----- Brontekst -----

GMP24: Richtlijnen GMP voor recallbeleid en procedure
Enkele tekstuele aanpassingen en een toegevoegde reden voor een recall
actie.
GMP27: Tracking & tracing GMP
1. De richtlijnen zijn op het punt van de verplichte registratie van
UBN-nummer(s) van de veehouder aangevuld met of vergelijkbare
unieke bedrijfsnummers in andere landen dan Nederland.
2. Op het punt van de siloleegmelding (minimaal 1 x per 3 maanden)
zijn de richtlijnen aangevuld met Indien dit in praktijk niet
haalbaar is, kan een bedrijf in bepaalde situaties een lagere
frequentie van siloleegmelding aanhouden. De reden hiervoor dient
gemotiveerd te worden. Het bedrijf dient zich te realiseren dat
een eventuele recall groter van omvang zal zijn, aangezien de
tijdsduur tussen twee siloleegmeldingen groter is.
GMP31 Beoordelings- en certificatiecriteria
De ervaringen die het Bureau Coördinatie Diervoedercertificatie en
controle (BCD) heeft opgedaan bij het toezicht houden op de uitvoering
van certificatie door certificatie instellingen hebben geleid tot deze
wijzigingen.

----- Gegeven rijen -----

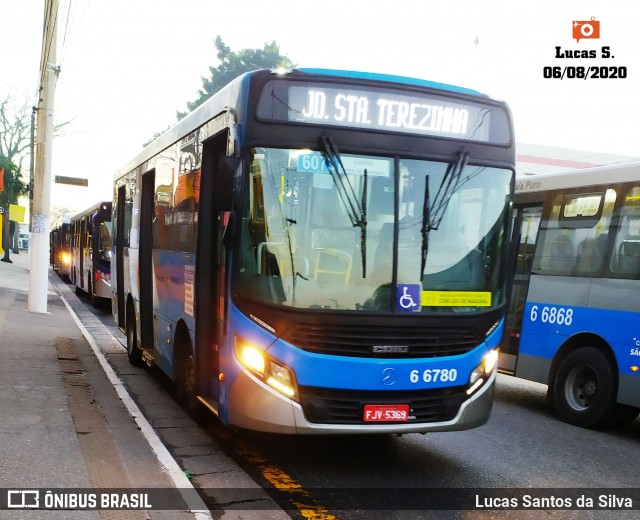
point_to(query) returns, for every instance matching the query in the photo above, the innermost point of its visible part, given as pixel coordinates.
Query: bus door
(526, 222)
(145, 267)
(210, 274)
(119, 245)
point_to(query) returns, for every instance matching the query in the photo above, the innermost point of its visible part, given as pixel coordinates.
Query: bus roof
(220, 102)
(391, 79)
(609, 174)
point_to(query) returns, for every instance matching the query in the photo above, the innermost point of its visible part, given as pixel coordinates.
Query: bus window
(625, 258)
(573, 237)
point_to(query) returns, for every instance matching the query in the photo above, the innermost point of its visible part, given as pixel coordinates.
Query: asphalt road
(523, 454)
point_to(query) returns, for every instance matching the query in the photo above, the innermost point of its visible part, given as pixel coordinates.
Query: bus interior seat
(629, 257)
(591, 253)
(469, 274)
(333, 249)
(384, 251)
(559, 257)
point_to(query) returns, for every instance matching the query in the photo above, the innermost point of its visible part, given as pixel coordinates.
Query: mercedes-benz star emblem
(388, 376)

-----

**Opdrachten**:
1. Schrijf het stuk uit de brontekst opnieuw op, beginnend bij "GMP24: Richtlijnen GMP" en eindigend bij "siloleegmeldingen groter is.". Zet daarbij "boer" in plaats van "veehouder".
2. Welke GMP-nummers worden in de brontekst genoemd? Geef ze allemaal.

**Antwoorden**:
1.
GMP24: Richtlijnen GMP voor recallbeleid en procedure
Enkele tekstuele aanpassingen en een toegevoegde reden voor een recall
actie.
GMP27: Tracking & tracing GMP
1. De richtlijnen zijn op het punt van de verplichte registratie van
UBN-nummer(s) van de boer aangevuld met of vergelijkbare
unieke bedrijfsnummers in andere landen dan Nederland.
2. Op het punt van de siloleegmelding (minimaal 1 x per 3 maanden)
zijn de richtlijnen aangevuld met Indien dit in praktijk niet
haalbaar is, kan een bedrijf in bepaalde situaties een lagere
frequentie van siloleegmelding aanhouden. De reden hiervoor dient
gemotiveerd te worden. Het bedrijf dient zich te realiseren dat
een eventuele recall groter van omvang zal zijn, aangezien de
tijdsduur tussen twee siloleegmeldingen groter is.

2. GMP24, GMP27, GMP31